**** Texte source

Les autres sphères ne portent aucun astre ; Théophraste leur donnera le nom de sphères sans astres (ἄναστροι σφαίραι)[1] tandis qu’Eudoxe paraît les avoir désignées par le nom de sphères tournant en sens contraire (ἀνελιττούσαι σφαίραι) dont Aristote, nous le verrons plus loin, a fait un usage mieux justifié. Inaccessibles aux perceptions de la vue, elles ne se révèlent qu’au raisonnement géométrique, comme il convient aux hypothèses de l’Astronomie réelle.

La première sphère, c’est-à-dire celle qui est extérieure à toutes les autres, tourne avec une vitesse uniforme et dans un certain sens autour d’un certain axe qui passe par le centre du Monde.

La seconde sphère participe exactement à ce mouvement uniforme de la première sphère ; mais, en elle, il se compose avec un second mouvement de rotation uniforme dont l’axe, le sens, la vitesse sont propres à cette seconde sphère.

La troisième sphère reçoit le mouvement déjà composé dont la seconde sphère était animée ; elle le combine à son tour avec un mouvement de rotation uniforme qui lui est propre.

Les choses se poursuivent de cette manière jusqu’à la dernière sphère, jusqu’à celle qui porte l’astre : le mouvement de l’astre se compose donc d’autant de circulations uniformes concentriques à la Terre qu’il y a d’orbes en son mécanisme spécial.

********
**** Informations extraites

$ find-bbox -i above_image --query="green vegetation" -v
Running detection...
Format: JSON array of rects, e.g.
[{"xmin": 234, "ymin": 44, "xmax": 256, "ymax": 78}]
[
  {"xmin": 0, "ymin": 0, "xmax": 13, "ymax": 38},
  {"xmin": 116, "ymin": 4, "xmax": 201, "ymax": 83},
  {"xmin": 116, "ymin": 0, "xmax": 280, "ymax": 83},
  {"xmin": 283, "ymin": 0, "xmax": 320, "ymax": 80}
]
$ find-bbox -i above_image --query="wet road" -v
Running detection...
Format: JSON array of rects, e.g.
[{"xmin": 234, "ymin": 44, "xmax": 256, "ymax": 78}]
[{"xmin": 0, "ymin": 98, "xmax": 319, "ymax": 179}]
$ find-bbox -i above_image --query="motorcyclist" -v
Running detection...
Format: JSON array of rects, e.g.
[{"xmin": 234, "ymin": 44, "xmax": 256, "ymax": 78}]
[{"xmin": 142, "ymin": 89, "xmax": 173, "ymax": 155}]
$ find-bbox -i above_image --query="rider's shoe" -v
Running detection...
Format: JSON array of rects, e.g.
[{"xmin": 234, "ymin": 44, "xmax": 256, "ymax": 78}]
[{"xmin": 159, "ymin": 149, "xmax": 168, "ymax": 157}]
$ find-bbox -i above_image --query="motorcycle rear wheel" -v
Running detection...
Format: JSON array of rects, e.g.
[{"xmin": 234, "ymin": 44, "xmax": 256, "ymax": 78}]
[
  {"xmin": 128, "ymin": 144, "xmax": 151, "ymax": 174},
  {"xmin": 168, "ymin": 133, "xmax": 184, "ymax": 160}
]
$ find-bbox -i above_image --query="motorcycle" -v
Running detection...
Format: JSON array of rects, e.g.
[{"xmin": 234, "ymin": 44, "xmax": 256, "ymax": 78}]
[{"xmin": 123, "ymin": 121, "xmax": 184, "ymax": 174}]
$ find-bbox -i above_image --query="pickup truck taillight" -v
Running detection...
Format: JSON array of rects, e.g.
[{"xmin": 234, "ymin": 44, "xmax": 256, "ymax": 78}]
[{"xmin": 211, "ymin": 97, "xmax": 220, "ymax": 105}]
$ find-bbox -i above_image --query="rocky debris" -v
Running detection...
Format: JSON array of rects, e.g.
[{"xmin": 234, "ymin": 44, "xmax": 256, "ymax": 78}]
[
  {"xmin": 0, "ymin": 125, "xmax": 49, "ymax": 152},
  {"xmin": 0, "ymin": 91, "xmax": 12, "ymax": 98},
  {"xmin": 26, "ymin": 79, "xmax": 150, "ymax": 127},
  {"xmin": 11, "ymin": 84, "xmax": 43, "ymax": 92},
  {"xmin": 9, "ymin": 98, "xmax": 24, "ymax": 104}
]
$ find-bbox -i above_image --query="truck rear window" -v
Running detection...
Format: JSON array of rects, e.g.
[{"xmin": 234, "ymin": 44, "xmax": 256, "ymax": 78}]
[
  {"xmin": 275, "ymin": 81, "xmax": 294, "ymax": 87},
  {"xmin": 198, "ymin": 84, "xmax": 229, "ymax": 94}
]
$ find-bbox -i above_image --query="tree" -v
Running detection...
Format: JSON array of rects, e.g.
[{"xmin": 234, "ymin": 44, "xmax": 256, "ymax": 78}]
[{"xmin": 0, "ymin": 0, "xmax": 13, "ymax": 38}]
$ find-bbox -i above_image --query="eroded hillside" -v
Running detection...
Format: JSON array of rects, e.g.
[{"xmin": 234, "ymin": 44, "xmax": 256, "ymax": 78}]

********

Consignes écrites
(1) Dans le texte sur les sphères d'Eudoxe, remplacez, s'il vous plaît, « rotation » par « révolution » dans le passage allant de « La seconde sphère participe » à « son mécanisme spécial. », puis donnez ce passage ainsi modifié.
(2) Poursuivez le texte sur les sphères d'Eudoxe à partir de l'endroit où il s'arrête.
Les enregistrements ne sont pas nécessaires ici.

Réponses attendues
(1)
La seconde sphère participe exactement à ce mouvement uniforme de la première sphère ; mais, en elle, il se compose avec un second mouvement de révolution uniforme dont l’axe, le sens, la vitesse sont propres à cette seconde sphère.

La troisième sphère reçoit le mouvement déjà composé dont la seconde sphère était animée ; elle le combine à son tour avec un mouvement de révolution uniforme qui lui est propre.

Les choses se poursuivent de cette manière jusqu’à la dernière sphère, jusqu’à celle qui porte l’astre : le mouvement de l’astre se compose donc d’autant de circulations uniformes concentriques à la Terre qu’il y a d’orbes en son mécanisme spécial.

(2)
Le principe du mécanisme sera le même pour tous les astres errants ; mais de l’un à l’autre, le géomètre pourra varier le nombre des orbes et les particularités qui définissent la rotation de chacun d’eux, jusqu’à ce qu’il soit parvenu à sauver d’une manière satisfaisante les divers mouvements apparents.

Les mécanismes qu’Eudoxe combine et adapte aux divers astres errants offrent, tous, deux caractères communs :

1o En tous, la première sphère tourne uniformément, d’Orient en Occident, autour de l’axe du Monde, et sa rotation dure exactement le même temps que la rotation de la sphère inerrante ; par là, chacun, des astres errants prend part à la rotation diurne qui affectera tous les corps du Ciel ; cette rotation, cependant,

  1. Siimplicii In Aristotelis libros de Caeelo commentarii ; in lib. II cap. XII ; éd. Karsten, p, 220, col. a, et p. 221, col, b ; éd. Heiberg, p. 491 et p. 493.